» **WHAT TO WORK ON**
List every line in the records below that contains the string "emergency", copying each line in full.

(Object location annotation data)

******************************

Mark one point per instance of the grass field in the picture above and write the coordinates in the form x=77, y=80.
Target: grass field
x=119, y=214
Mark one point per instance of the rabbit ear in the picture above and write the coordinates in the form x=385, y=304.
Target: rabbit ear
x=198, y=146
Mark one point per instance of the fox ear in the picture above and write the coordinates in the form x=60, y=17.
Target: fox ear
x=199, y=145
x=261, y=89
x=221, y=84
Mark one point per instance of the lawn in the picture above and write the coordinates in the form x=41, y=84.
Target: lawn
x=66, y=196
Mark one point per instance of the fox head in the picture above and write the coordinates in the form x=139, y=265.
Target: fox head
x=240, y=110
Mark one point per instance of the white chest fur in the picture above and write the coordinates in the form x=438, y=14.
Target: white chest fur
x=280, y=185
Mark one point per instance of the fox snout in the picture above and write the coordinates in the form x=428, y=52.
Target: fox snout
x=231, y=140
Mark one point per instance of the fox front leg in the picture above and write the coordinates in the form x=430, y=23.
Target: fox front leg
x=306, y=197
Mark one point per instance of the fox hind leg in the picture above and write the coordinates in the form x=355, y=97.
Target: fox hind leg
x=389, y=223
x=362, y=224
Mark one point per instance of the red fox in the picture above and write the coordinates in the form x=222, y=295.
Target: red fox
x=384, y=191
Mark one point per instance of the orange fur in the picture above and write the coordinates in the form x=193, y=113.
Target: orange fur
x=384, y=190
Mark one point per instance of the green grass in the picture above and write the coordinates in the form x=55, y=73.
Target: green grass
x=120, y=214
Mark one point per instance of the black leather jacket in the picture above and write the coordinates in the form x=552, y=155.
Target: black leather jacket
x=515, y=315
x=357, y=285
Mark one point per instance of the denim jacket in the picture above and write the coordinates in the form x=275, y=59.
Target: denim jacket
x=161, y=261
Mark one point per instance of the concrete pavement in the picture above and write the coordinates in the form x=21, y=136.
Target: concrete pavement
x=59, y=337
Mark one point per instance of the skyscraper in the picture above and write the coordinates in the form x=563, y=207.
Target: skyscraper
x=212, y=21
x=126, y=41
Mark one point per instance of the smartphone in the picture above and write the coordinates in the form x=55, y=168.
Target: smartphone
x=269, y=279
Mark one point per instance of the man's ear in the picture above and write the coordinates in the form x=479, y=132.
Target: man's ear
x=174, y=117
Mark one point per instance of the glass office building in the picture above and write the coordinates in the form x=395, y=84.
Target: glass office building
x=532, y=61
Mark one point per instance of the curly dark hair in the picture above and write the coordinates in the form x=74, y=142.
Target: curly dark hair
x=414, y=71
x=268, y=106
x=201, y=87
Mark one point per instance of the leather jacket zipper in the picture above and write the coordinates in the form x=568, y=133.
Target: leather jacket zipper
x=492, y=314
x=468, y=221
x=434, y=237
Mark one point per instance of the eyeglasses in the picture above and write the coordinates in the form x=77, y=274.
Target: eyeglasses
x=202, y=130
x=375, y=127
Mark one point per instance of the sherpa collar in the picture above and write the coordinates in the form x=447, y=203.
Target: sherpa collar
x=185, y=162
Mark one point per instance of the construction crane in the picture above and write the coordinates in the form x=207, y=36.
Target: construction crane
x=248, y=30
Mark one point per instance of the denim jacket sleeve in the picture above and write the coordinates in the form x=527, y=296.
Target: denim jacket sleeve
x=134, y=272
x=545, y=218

******************************

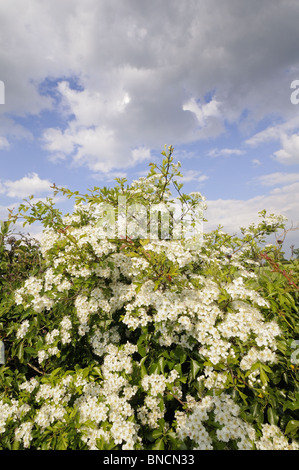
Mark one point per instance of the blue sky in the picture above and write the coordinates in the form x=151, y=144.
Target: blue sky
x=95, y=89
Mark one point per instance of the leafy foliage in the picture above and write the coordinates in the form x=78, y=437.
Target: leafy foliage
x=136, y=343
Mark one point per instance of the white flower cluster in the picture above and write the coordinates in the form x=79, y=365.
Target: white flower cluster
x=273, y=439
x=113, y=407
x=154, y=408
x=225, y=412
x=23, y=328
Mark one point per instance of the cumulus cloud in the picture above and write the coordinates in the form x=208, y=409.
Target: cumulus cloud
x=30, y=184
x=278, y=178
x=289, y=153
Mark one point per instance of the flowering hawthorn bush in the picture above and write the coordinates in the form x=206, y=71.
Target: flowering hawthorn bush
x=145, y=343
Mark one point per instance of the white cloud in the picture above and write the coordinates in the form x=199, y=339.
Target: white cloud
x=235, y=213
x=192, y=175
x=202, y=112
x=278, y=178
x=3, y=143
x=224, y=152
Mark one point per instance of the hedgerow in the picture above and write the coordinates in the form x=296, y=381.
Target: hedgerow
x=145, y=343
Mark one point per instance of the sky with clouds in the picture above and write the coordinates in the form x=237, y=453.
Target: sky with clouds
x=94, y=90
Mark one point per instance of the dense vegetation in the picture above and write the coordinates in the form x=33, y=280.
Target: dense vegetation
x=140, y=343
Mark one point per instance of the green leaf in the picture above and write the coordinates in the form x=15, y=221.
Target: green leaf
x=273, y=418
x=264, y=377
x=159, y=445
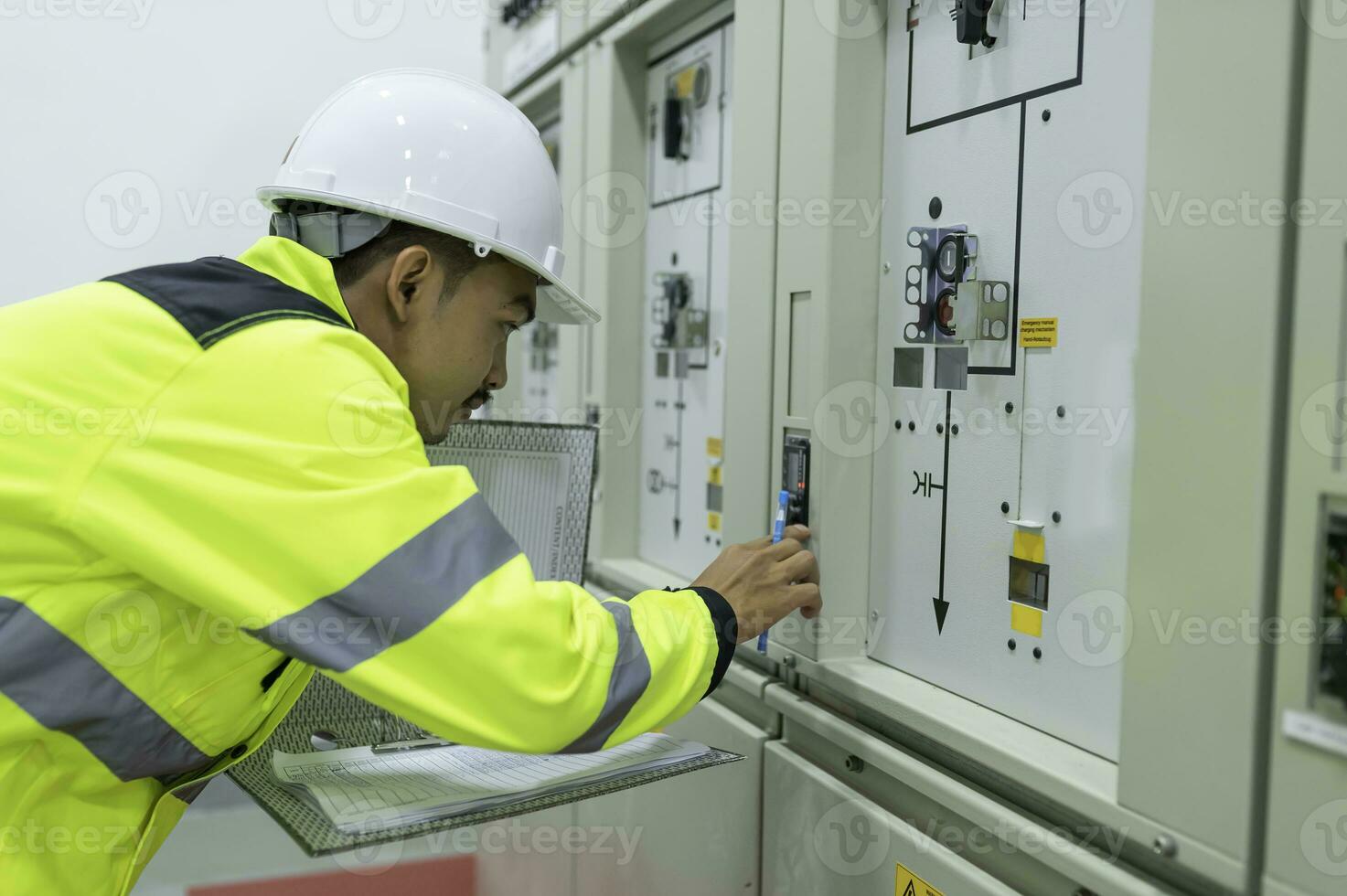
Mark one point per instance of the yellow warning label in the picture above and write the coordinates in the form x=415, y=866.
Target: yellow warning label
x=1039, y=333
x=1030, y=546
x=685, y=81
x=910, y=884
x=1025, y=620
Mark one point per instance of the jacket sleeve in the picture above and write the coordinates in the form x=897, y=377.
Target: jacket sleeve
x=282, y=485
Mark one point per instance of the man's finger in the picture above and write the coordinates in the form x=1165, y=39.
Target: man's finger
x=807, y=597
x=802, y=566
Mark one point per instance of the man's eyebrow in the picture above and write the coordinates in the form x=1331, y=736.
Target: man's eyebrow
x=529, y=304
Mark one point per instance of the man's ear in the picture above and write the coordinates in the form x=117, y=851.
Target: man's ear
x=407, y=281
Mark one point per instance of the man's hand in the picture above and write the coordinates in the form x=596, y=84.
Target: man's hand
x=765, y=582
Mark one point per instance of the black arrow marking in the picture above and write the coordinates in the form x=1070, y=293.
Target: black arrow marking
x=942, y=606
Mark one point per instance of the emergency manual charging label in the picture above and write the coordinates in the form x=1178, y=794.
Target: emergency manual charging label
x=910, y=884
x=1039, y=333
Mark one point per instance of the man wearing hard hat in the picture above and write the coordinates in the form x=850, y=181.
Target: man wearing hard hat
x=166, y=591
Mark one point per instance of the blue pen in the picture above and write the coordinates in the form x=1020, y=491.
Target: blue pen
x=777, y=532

******************************

» **RESPONSE TO THIS EXERCISE**
Mark one point per instance of the emergency manual charging label in the picture above and write the coordinates in the form x=1178, y=794.
Target: emergency manual charging label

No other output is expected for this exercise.